## TEXT SHOWN
• chile cobanero (hot sauce)

    The K’ekchi’ are known for their passionate love affair with hot sauce. It’s on the table for every meal, and they call it “the angry one.” Spoon with caution.

    At Bezaleel, there are two common hot sauces in particular: green and red. I love them both. The green, made from fresh chiles, adds a vibrant, nasal-clearing bite, and the red, from dried chiles, is smoky, deep, and packed with flavor. I have long wanted to learn how to make the sauces, but it wasn’t until several weeks ago that I got serious and wandered up to the kitchen to do some culinary investigating.

    About the kitchen. Bezaleel has two cooks. Both are K’ekchi’, but only one speaks Spanish. They alternate days, arriving at school at 8 am and staying 24 hours before heading home for their off day. Each woman single-handedly preps and serves three meals on her shift, serving well over a hundred hungry teenagers at each. (The female students pat out the tortillas, but the cook is responsible for cooking the daily 100 pounds of corn of which the tortillas are made.)

    The weekly menu is limited, thanks to bare bones funds and no time. Breakfast and supper consist of beans, and the lunches, the main meal of the day, follow a basic schedule:

    Monday: a single scoop of potatoes (in any form: mashed, in broth, etc.)
    Tuesday: one spoonful of green beans with a few bits of scrambled egg
    Wednesday: chow mein (noodles with bits of chicken, carrots, and guisquil)
    Thursday: a piece of fried chicken with a scoop of soupy, spicy salsa
    Friday: Tuesday’s meal, again, or maybe a brothy soup with greens

    After being served the allotted portion by the cook, students walk to the next table to get their tortillas, dress up their meal from the communal bowl of hot sauce, and get a cup of some sort of grain drink. (There’s also a mid-morning snack of corn/wheat/rice drink and a mid afternoon snack of fruit.)

    When I wandered up to the kitchen several weeks ago, Doña Ana, the Spanish-speaking cook, was on duty. While she julianned carrots for the chow mein, I quizzed her on the intricacies of chile making. And then I asked for a knife and cutting board and joined in on the julianning. Thirty minutes later, I had an inch-long blister on my finger and a new friend.

    I like to visit Doña Ana when I can. Conversation with her is always easy and thoughtful. She’s merry and interested, and there’s always something for me to do. Earlier this week when I visited, we sat on low stools and peeled potatoes.

    Doña Ana (she has five children and one grandchild and is only one year younger than me) absolutely, positively adores cooking. She took a cooking class at the vo-tech school in Cobán. She has worked as cook for a couple of Cuban doctors (and will be returning to them after this school year is up). One time they took her with them when they went on vacation to Belize.

## WHAT THE EXERCISE ASKS
Write out, word for word, the part of the chile cobanero text that begins with the words containing "I like to visit" and ends with "and peeled potatoes.".

## SUPPLIED MATERIAL
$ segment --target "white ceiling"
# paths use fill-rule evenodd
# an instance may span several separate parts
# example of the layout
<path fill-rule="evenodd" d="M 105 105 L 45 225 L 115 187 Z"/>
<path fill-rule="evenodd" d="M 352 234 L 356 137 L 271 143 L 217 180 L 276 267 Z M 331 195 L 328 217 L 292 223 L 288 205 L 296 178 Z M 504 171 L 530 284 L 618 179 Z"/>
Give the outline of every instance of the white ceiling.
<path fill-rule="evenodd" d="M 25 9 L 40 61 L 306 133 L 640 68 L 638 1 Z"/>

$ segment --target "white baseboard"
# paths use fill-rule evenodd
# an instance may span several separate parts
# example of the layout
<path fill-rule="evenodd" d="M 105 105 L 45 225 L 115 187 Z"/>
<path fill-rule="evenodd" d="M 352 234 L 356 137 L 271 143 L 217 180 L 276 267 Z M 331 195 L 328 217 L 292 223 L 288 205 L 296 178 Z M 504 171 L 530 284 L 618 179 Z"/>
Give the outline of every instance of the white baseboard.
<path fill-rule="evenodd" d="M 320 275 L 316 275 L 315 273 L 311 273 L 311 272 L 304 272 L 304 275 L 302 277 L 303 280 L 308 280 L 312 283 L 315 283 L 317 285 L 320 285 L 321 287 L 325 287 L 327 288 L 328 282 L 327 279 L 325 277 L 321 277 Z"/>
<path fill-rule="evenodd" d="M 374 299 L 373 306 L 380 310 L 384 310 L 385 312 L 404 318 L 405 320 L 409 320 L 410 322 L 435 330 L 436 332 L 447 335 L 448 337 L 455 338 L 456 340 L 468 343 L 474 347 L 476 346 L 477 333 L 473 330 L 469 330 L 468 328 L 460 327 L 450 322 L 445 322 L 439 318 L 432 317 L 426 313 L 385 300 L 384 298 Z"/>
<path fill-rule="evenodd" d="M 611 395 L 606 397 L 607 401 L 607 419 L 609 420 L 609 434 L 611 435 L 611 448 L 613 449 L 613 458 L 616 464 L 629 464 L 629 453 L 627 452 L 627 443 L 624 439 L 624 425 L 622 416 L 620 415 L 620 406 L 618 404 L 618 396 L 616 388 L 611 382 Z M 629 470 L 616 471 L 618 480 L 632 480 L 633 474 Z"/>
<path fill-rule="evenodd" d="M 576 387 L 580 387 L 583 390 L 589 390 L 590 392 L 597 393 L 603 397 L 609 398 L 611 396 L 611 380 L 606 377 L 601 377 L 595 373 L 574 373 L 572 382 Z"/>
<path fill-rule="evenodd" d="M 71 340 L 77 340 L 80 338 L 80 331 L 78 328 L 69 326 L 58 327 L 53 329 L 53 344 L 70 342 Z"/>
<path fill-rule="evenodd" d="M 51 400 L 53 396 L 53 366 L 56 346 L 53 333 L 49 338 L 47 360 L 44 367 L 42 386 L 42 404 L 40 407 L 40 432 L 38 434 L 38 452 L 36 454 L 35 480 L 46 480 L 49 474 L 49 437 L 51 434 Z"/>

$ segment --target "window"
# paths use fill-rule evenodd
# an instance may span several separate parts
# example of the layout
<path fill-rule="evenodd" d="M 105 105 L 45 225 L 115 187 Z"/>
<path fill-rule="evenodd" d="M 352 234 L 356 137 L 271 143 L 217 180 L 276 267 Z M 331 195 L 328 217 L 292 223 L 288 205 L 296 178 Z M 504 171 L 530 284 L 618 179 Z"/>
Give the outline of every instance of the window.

## FULL OUTPUT
I like to visit Doña Ana when I can. Conversation with her is always easy and thoughtful. She’s merry and interested, and there’s always something for me to do. Earlier this week when I visited, we sat on low stools and peeled potatoes.